# TASK DIRECTIONS:
Rewrite the rows below, changing every "keypoint" to "marker" and leaving all other text as it stands.

%%

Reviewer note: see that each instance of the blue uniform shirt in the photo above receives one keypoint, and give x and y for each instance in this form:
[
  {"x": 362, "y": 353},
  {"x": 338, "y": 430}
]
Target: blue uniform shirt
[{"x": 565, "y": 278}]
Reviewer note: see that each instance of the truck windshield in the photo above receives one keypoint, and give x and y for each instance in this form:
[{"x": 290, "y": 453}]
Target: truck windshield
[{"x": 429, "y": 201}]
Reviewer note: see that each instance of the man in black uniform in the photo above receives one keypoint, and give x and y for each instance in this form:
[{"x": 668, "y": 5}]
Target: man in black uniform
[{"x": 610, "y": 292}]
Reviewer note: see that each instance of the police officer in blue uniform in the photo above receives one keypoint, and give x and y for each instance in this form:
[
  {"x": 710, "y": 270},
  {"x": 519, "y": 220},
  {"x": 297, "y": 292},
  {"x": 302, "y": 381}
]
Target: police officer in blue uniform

%%

# SOLUTION FOR THIS TASK:
Reviewer note: see that each instance of the blue uniform shirt in the photo above receives one marker, and give x and y for each instance in this form:
[
  {"x": 362, "y": 353},
  {"x": 338, "y": 430}
]
Target: blue uniform shirt
[{"x": 565, "y": 278}]
Reviewer note: see that each instance of the truck windshield in the photo above receives one marker, and give x and y for each instance in this form:
[{"x": 290, "y": 453}]
Target: truck windshield
[{"x": 429, "y": 201}]
Reviewer note: see that each instance of the man in black uniform in the photo above receives one marker, and give x and y for each instance in this form:
[{"x": 668, "y": 5}]
Target: man in black uniform
[{"x": 610, "y": 292}]
Reviewer note: see that each instance of the police officer in blue uniform in the photo above receives one marker, and give x and y for each instance in this form:
[
  {"x": 710, "y": 270},
  {"x": 519, "y": 220},
  {"x": 297, "y": 292},
  {"x": 302, "y": 381}
]
Target: police officer in blue uniform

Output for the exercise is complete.